> [Task details] Quote each line exactly, from the line that contains "back support, then" down to the last line of the listing, and no other lines.

> [Records to use]
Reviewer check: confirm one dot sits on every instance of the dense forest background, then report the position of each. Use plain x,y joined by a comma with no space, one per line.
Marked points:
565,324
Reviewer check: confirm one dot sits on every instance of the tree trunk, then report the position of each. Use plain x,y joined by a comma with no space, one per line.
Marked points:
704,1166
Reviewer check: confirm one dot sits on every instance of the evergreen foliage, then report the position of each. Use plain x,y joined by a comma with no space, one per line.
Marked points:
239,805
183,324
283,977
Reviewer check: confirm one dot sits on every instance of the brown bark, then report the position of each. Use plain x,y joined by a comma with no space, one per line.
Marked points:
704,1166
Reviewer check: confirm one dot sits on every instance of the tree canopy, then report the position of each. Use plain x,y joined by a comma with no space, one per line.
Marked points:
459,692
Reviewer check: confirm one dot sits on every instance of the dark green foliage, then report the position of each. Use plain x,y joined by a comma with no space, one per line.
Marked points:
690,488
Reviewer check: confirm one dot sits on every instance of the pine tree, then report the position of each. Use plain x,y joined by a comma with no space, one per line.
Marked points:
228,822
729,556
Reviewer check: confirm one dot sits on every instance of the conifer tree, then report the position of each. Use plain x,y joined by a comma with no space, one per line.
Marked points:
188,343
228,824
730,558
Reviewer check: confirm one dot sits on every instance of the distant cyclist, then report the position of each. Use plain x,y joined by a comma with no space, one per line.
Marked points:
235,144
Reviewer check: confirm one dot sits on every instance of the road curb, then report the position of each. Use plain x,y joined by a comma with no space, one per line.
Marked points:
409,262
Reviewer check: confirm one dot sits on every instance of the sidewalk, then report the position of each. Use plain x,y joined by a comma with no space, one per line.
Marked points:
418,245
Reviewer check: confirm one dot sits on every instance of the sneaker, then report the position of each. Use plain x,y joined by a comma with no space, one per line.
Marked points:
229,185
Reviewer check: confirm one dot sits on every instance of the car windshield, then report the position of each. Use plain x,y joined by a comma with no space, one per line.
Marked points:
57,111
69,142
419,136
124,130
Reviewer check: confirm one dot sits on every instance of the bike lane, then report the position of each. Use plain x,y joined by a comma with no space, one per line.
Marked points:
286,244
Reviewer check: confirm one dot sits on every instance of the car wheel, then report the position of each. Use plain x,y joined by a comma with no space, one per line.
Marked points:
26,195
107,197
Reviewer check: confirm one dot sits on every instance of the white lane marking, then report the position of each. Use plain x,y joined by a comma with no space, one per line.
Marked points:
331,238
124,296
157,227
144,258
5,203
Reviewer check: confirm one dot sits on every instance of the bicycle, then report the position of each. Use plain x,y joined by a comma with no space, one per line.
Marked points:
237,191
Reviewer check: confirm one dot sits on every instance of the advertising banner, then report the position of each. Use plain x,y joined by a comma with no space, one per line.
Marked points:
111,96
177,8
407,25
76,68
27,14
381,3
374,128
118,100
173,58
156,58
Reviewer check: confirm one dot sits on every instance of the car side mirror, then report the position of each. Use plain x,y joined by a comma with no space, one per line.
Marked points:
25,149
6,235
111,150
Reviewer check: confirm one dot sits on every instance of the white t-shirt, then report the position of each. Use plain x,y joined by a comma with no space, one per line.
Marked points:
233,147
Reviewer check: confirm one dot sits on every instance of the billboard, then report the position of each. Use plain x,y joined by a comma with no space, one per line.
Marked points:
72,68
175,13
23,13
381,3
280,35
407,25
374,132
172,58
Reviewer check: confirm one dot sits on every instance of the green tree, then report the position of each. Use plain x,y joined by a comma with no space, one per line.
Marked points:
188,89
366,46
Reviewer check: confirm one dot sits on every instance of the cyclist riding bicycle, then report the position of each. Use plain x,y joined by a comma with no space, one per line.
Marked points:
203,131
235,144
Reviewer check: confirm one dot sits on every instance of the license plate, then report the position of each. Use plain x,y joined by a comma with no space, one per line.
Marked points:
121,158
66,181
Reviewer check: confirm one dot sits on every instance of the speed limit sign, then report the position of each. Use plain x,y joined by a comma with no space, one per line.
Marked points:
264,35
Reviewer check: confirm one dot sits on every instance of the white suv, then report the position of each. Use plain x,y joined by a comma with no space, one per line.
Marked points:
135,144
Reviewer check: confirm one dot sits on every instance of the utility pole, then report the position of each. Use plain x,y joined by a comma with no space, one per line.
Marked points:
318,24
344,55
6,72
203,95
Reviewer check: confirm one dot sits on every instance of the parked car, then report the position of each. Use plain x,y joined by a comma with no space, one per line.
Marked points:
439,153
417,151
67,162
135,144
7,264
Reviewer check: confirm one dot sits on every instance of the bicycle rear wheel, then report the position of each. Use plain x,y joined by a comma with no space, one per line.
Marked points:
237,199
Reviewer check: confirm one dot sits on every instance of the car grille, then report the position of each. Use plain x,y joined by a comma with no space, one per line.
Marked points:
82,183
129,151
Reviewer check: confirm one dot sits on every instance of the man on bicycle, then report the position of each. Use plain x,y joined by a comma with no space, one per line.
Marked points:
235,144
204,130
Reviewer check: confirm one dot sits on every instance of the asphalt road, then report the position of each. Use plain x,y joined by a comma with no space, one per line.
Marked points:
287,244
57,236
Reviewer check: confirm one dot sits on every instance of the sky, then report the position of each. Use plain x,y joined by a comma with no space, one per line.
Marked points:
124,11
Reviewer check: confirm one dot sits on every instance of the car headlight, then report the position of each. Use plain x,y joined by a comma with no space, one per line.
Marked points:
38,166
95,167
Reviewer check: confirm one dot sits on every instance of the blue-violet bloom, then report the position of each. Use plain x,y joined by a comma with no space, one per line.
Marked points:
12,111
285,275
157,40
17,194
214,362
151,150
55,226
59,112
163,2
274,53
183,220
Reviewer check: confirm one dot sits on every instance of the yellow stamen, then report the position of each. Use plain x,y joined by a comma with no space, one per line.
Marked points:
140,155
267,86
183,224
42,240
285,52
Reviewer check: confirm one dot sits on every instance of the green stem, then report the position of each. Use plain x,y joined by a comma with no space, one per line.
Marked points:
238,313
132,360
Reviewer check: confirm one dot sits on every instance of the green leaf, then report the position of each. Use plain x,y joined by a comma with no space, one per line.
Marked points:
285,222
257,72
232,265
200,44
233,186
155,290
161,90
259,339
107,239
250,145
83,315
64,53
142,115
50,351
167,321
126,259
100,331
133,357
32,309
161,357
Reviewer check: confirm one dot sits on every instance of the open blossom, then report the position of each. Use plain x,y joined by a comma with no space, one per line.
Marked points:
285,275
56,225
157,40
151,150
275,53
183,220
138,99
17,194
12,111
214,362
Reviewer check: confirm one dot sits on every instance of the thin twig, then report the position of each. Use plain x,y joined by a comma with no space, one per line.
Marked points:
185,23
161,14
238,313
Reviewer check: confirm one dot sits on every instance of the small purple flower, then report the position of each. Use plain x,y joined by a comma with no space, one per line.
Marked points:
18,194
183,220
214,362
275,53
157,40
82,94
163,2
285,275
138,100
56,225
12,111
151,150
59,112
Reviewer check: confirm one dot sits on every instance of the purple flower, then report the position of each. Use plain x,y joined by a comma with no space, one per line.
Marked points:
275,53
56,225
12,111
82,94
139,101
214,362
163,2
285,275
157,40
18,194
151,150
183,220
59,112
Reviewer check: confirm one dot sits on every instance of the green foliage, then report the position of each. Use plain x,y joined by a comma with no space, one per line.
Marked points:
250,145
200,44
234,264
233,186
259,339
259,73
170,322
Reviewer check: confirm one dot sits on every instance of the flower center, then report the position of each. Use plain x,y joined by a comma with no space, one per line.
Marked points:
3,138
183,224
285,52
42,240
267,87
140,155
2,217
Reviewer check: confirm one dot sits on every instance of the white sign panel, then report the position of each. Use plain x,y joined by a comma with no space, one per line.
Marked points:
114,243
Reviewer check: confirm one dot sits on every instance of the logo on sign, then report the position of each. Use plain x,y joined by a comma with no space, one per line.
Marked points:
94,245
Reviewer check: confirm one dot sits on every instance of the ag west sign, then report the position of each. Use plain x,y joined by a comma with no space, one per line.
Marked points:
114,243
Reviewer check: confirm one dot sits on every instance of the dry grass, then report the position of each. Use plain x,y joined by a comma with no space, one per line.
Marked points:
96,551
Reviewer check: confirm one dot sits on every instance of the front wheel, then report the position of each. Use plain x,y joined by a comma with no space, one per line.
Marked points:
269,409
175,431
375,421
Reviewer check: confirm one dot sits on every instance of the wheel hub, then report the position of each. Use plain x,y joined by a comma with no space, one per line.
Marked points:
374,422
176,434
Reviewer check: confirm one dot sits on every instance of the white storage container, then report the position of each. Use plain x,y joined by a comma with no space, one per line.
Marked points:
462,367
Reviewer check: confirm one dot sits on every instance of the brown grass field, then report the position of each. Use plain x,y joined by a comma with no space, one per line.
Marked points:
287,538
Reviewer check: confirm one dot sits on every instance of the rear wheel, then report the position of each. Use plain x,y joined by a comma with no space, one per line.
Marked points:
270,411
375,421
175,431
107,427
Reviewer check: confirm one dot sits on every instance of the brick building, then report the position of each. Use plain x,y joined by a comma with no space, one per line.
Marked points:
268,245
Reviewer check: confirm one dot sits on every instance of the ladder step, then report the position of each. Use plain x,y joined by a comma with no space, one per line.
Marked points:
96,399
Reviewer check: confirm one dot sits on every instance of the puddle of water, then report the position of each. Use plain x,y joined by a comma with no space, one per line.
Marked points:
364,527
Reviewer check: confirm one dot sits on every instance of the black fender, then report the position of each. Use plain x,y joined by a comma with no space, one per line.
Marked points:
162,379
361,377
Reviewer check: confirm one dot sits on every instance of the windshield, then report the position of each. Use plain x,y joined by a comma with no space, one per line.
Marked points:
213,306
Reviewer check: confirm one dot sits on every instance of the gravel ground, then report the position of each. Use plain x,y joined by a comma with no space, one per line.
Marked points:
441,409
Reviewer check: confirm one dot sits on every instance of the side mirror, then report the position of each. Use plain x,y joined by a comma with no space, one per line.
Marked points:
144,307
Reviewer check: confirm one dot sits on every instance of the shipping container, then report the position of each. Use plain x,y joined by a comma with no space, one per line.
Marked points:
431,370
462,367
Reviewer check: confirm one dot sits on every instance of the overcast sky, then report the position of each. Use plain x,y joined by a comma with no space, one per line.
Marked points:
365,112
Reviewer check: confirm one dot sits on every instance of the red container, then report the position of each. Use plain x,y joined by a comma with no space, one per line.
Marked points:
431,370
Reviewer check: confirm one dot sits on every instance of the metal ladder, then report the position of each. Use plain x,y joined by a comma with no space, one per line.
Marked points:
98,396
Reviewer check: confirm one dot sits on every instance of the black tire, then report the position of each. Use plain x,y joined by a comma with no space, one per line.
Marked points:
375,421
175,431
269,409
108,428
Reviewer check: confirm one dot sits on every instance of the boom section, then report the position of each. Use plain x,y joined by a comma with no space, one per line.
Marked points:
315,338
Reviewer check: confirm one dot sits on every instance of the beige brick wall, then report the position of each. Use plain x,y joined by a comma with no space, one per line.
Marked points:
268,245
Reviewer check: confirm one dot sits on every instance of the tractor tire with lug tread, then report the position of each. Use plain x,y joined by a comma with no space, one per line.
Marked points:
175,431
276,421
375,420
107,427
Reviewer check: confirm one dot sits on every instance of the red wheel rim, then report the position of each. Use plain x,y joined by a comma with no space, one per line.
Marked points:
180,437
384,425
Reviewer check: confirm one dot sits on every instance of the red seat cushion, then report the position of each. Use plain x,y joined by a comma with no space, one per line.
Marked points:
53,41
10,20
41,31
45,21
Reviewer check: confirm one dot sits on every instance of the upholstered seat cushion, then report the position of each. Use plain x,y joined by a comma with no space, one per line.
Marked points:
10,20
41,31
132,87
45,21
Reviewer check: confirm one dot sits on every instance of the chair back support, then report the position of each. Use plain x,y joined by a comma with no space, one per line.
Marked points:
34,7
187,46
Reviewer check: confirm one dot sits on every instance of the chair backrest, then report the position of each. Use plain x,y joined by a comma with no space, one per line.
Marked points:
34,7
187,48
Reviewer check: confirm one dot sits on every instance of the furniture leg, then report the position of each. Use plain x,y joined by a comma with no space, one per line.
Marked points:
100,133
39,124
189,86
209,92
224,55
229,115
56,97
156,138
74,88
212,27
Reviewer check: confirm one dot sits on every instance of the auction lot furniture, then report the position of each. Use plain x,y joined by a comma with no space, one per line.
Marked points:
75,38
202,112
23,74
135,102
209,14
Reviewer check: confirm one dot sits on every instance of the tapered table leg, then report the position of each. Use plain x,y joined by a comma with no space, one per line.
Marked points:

> [Solution to this task]
Reviewer check: confirm one dot sits on every instance of the chair back support, then report the position of each. Use plain x,y joined by a comma with no space, one per line.
Marked points:
34,7
187,46
Reviewer check: confirm one dot sits on every instance of the chair backrest, then report the position of each. Use plain x,y joined by a comma with no space, one per line.
Marked points:
34,7
187,48
Reviewer check: confirm one dot sits on every instance of the furniture leg, then report the position of each. Use plain x,y joined by a comma with no space, one per line.
Marked points:
100,133
39,124
189,86
209,92
224,55
229,115
56,97
156,138
74,88
212,27
Reviewer check: confirm one dot sits on every instance of the auction lot furniture, then report the position of each. Use plain x,y joined by a comma with no space, one per line.
Marked points:
75,38
202,112
23,74
135,102
209,14
Reviewer check: confirm one dot sits on every instance of the tapered table leg, then report the position of each. Use plain x,y joined by a comma with no space, one per line.
Marked points:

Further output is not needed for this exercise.